- Exercise goal: Gather each line of the items below that contains the word "bounding", and copy those lines in full.

[start of Rows]

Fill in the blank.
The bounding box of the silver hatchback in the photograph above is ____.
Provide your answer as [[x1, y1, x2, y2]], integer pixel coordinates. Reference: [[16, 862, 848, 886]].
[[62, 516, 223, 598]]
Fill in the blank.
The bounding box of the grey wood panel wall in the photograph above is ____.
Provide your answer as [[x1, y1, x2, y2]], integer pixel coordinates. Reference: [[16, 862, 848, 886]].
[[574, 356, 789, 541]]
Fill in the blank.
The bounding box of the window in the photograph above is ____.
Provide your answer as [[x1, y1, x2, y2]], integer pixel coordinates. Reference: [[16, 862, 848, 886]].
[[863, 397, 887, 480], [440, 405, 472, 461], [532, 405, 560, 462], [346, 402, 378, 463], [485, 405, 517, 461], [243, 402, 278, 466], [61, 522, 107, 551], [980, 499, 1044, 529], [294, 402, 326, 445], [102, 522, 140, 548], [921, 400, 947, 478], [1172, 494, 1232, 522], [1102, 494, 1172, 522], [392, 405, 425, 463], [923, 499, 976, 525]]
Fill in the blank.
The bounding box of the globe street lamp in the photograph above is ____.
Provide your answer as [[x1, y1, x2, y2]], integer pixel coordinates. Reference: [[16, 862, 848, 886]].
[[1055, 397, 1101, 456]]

[end of Rows]

- Correct answer:
The bounding box of the silver hatchback in the photograph above is ____.
The bounding box of the grey wood panel wall in the photograph above is ____.
The bounding box of the window in the photograph above is ____.
The bounding box of the globe street lamp in the photograph above is ____.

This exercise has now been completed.